TASK DESCRIPTION – Please state the default basis set for the ResidueResp class, according to the residueresp documentation.

TEXT BLOCK –
◇ ◇ ◇ ◇ ◇ ◇ ◇

6.3. ligandparam.multiresp.residueresp

This module is used to perform resp fitting for a molecule, based on multiple gaussian output files.

This was initially developed by Prof. Timothy Giese at Rutgers University, and was reproduced more or less in its entirety here (with modifications to the code for readibility and documentation). This code was initially meant for more options than are currently used by the ligand-param project, so some of the code may be redundant or not used.

class ligandparam.multiresp.residueresp.ResidueResp(comp, ires, theory='PBE0', basis='6-31G*', maxgrad=1e-06, etol=0.0001, fitgasphase=False)[source]

Bases: object

This class is used to perform a residue-based resp fit.

Methods

`add_state`(prefix, parmfile, rstfiles[, qmmask])	Add a state to the residue resp object
`apply_backbone_restraint`([value])	Apply the backbone restraint to each state
`apply_equiv_hydrogens`([value])	Apply the equivalent hydrogens to each state
`apply_equiv_nonbridge`([value])	Apply the equivalent nonbridge to each state
`apply_nucleobase_restraint`([value])	Apply the nucleobase restraint to each state
`apply_sugar_restraint`([value])	Apply the sugar restraint to each state
`clear_charge_data`()	Clear the charge data from the states
`multimolecule_fit`([value])	Perform a multi-molecule fit
`perform_fit`([equiv_mask, unique_residues])	Perform the fit for each state
`preserve_mm_charges_by_shifting`(mm_mask)	Preserve the mm charges by shifting for each state
`preserve_residue_charges_by_shifting`()	Preserve the residue charges by shifting for each state
`print_resp`([fh])	Print the resp file for each state
`read_respfile`()	Read the resp file
`write_mdin`()	Write the mdin file

Initialize the ResidueResp object

Parameters:

comp (BASH) – The computer object
ires (int) – The residue number
theory (str) – The quantum theory used. Default is PBE0
basis (str) – The basis set used. Default is 6-31G*
maxgrad (float) – The maximum gradient. Default is 1.e-6
etol (float) – The energy tolerance. Default is 0.0001
fitgasphase (bool) – If True, fit the gas phase. Default is False

Methods

`add_state`(prefix, parmfile, rstfiles[, qmmask])	Add a state to the residue resp object
`apply_backbone_restraint`([value])	Apply the backbone restraint to each state
`apply_equiv_hydrogens`([value])	Apply the equivalent hydrogens to each state
`apply_equiv_nonbridge`([value])	Apply the equivalent nonbridge to each state
`apply_nucleobase_restraint`([value])	Apply the nucleobase restraint to each state
`apply_sugar_restraint`([value])	Apply the sugar restraint to each state
`clear_charge_data`()	Clear the charge data from the states
`multimolecule_fit`([value])	Perform a multi-molecule fit
`perform_fit`([equiv_mask, unique_residues])	Perform the fit for each state
`preserve_mm_charges_by_shifting`(mm_mask)	Preserve the mm charges by shifting for each state
`preserve_residue_charges_by_shifting`()	Preserve the residue charges by shifting for each state
`print_resp`([fh])	Print the resp file for each state
`read_respfile`()	Read the resp file
`write_mdin`()	Write the mdin file

add_state(prefix, parmfile, rstfiles, qmmask=None)[source]

Add a state to the residue resp object

TODO: Confirm meaning with TIM

Parameters:

prefix (str) – The prefix of the state (e.g. the residue name)

◇ ◇ ◇ ◇ ◇ ◇ ◇

DATA SHOWN –
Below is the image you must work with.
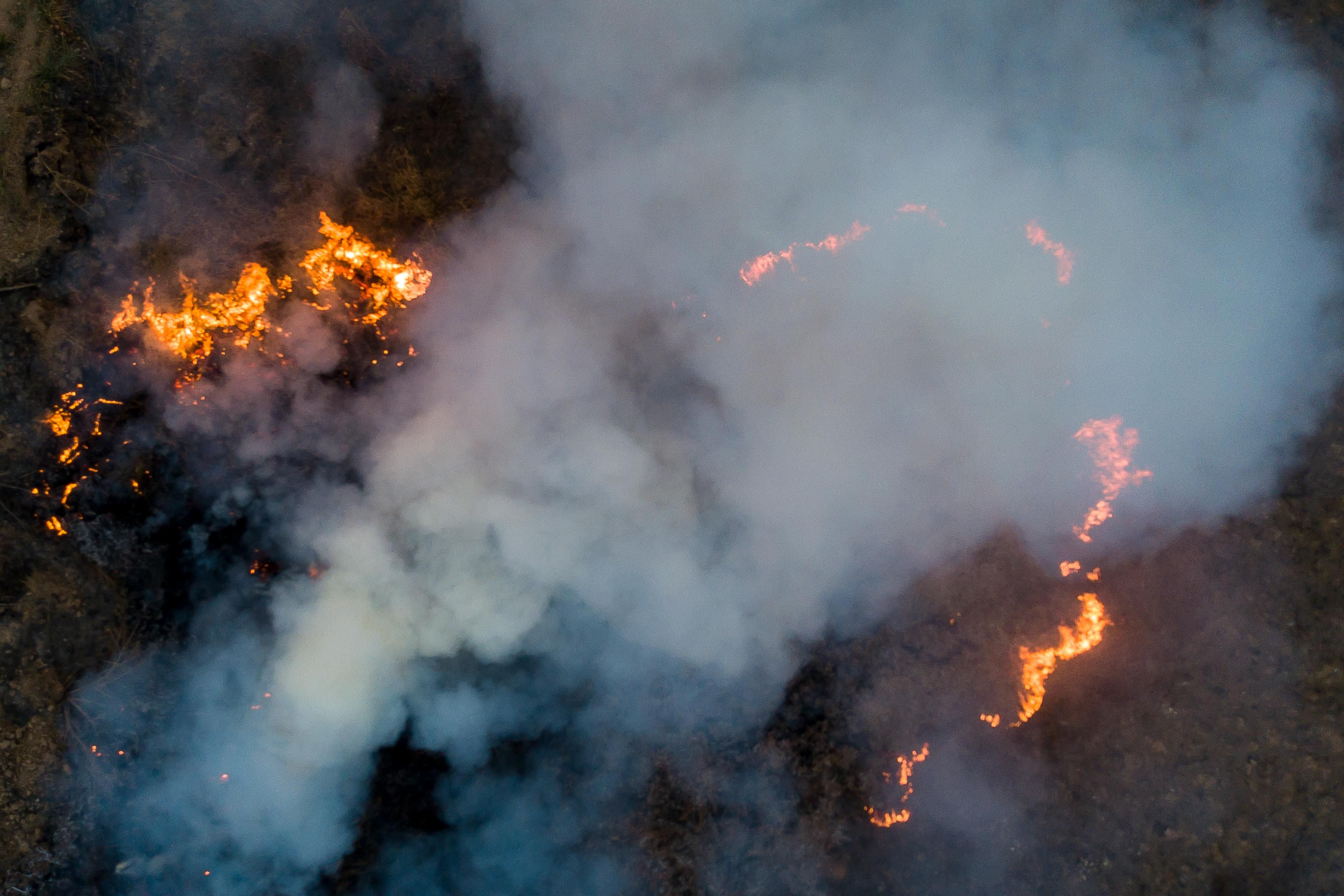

◇ ◇ ◇ ◇ ◇ ◇ ◇

THE REPLY – 6-31G*